*Exercise task*. Each entry below is to be transcribed exactly.

*Material for the task*.
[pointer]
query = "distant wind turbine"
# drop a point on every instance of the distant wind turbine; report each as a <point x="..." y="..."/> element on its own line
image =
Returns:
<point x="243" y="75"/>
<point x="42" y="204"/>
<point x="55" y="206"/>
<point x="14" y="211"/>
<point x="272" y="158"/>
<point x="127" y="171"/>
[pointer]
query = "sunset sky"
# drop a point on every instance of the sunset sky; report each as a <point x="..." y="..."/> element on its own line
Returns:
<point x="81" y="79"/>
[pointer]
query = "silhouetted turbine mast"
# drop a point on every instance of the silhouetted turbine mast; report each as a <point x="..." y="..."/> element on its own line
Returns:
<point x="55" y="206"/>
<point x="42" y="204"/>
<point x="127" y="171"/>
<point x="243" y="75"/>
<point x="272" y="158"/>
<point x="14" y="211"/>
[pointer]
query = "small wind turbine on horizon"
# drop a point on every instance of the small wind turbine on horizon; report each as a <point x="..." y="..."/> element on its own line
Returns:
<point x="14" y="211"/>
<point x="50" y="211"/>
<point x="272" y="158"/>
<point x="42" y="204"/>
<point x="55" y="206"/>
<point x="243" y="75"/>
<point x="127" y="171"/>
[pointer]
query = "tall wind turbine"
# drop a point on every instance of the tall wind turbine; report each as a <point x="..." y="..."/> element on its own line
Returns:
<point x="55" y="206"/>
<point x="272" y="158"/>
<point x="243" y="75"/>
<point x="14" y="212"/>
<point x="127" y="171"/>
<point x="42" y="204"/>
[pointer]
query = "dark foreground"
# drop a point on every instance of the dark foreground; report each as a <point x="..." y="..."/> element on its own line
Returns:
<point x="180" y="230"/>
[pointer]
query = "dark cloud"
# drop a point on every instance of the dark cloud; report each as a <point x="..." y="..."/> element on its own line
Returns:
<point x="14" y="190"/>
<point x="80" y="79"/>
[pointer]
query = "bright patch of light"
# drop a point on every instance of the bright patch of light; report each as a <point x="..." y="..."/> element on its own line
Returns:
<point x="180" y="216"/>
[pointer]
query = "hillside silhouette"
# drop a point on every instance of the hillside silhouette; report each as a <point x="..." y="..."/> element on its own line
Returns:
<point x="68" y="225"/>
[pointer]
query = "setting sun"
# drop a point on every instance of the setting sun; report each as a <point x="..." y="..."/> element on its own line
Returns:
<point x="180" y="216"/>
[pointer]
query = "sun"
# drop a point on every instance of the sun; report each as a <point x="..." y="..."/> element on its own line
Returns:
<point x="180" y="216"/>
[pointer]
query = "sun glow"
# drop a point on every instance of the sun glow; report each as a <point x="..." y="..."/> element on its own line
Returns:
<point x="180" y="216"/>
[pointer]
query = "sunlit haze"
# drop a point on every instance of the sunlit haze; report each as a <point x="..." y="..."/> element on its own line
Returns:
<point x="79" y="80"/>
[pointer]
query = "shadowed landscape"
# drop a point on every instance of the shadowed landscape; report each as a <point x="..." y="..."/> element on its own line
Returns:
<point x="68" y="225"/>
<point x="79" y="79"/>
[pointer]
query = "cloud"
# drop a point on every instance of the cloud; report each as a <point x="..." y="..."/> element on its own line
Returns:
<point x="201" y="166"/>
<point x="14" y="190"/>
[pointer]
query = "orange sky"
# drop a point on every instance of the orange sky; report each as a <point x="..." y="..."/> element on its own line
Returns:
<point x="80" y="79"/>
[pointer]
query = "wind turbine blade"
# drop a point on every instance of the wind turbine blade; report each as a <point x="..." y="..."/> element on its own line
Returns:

*Written response*.
[pointer]
query = "distant wind turbine"
# drop a point on every instance of the distant wind turbine; report each as a <point x="..." y="..."/> element on its own line
image =
Returns:
<point x="243" y="75"/>
<point x="42" y="204"/>
<point x="55" y="206"/>
<point x="14" y="211"/>
<point x="272" y="158"/>
<point x="127" y="171"/>
[pointer]
query = "sunset sky"
# drop a point on every instance of the sunset sky; report each as a <point x="..." y="..."/> element on its own line
Returns:
<point x="81" y="79"/>
[pointer]
query = "silhouetted turbine mast"
# drop a point on every instance of the silhouetted turbine mast; report each as a <point x="..." y="..."/> element on its own line
Returns:
<point x="55" y="206"/>
<point x="42" y="204"/>
<point x="127" y="171"/>
<point x="243" y="75"/>
<point x="272" y="158"/>
<point x="14" y="211"/>
[pointer]
query = "small wind turbine on horizon"
# drop a point on every instance of the small wind turbine on horizon; report each as a <point x="..." y="..."/> element on its own line
Returns:
<point x="14" y="211"/>
<point x="50" y="211"/>
<point x="272" y="158"/>
<point x="42" y="204"/>
<point x="55" y="206"/>
<point x="243" y="75"/>
<point x="127" y="171"/>
[pointer]
query = "tall wind turbine"
# drop a point on every instance of the tall wind turbine; report each as a <point x="..." y="..."/> element on its own line
Returns:
<point x="55" y="206"/>
<point x="272" y="158"/>
<point x="243" y="75"/>
<point x="14" y="212"/>
<point x="127" y="171"/>
<point x="42" y="204"/>
[pointer]
query = "dark foreground"
# drop a point on every instance of the dark foreground; report each as a <point x="..." y="..."/> element on its own line
Returns:
<point x="180" y="230"/>
[pointer]
query = "dark cloud"
# drop a point on every instance of the dark cloud; report each as a <point x="..." y="..."/> element on its own line
Returns:
<point x="14" y="190"/>
<point x="80" y="79"/>
[pointer]
query = "bright patch of light"
# drop a point on every instance of the bright patch of light; report each as a <point x="..." y="..."/> element on its own line
Returns:
<point x="180" y="216"/>
[pointer]
query = "hillside silhouette"
# drop a point on every instance of the hillside silhouette; report each as a <point x="..." y="..."/> element on its own line
Returns:
<point x="68" y="225"/>
[pointer]
query = "setting sun"
# drop a point on every instance of the setting sun; report each as a <point x="..." y="..."/> element on its own line
Returns:
<point x="180" y="216"/>
[pointer]
query = "sun"
# drop a point on every instance of the sun; report each as a <point x="..." y="..."/> element on its own line
Returns:
<point x="180" y="216"/>
[pointer]
query = "sun glow"
# drop a point on every instance of the sun glow; report each as a <point x="..." y="..."/> element on its own line
Returns:
<point x="180" y="216"/>
[pointer]
query = "sunlit haze"
# drop a point on every instance of the sunlit haze; report each as a <point x="..." y="..."/> element on its own line
Returns:
<point x="79" y="80"/>
[pointer]
query = "shadowed landscape"
# drop a point on every instance of the shadowed landscape; report each as a <point x="..." y="..."/> element on its own line
Returns:
<point x="68" y="225"/>
<point x="79" y="79"/>
[pointer]
query = "cloud"
# drop a point on every instance of the cloud; report each as a <point x="..." y="..."/> element on its own line
Returns:
<point x="201" y="166"/>
<point x="14" y="190"/>
[pointer]
query = "orange sky"
# drop a point on every instance of the orange sky; report each as a <point x="..." y="..."/> element on its own line
Returns:
<point x="80" y="79"/>
[pointer]
query = "wind turbine blade"
# drop a point on every instance of the wind turbine blade; report each as a <point x="..." y="..."/> element on its own line
Returns:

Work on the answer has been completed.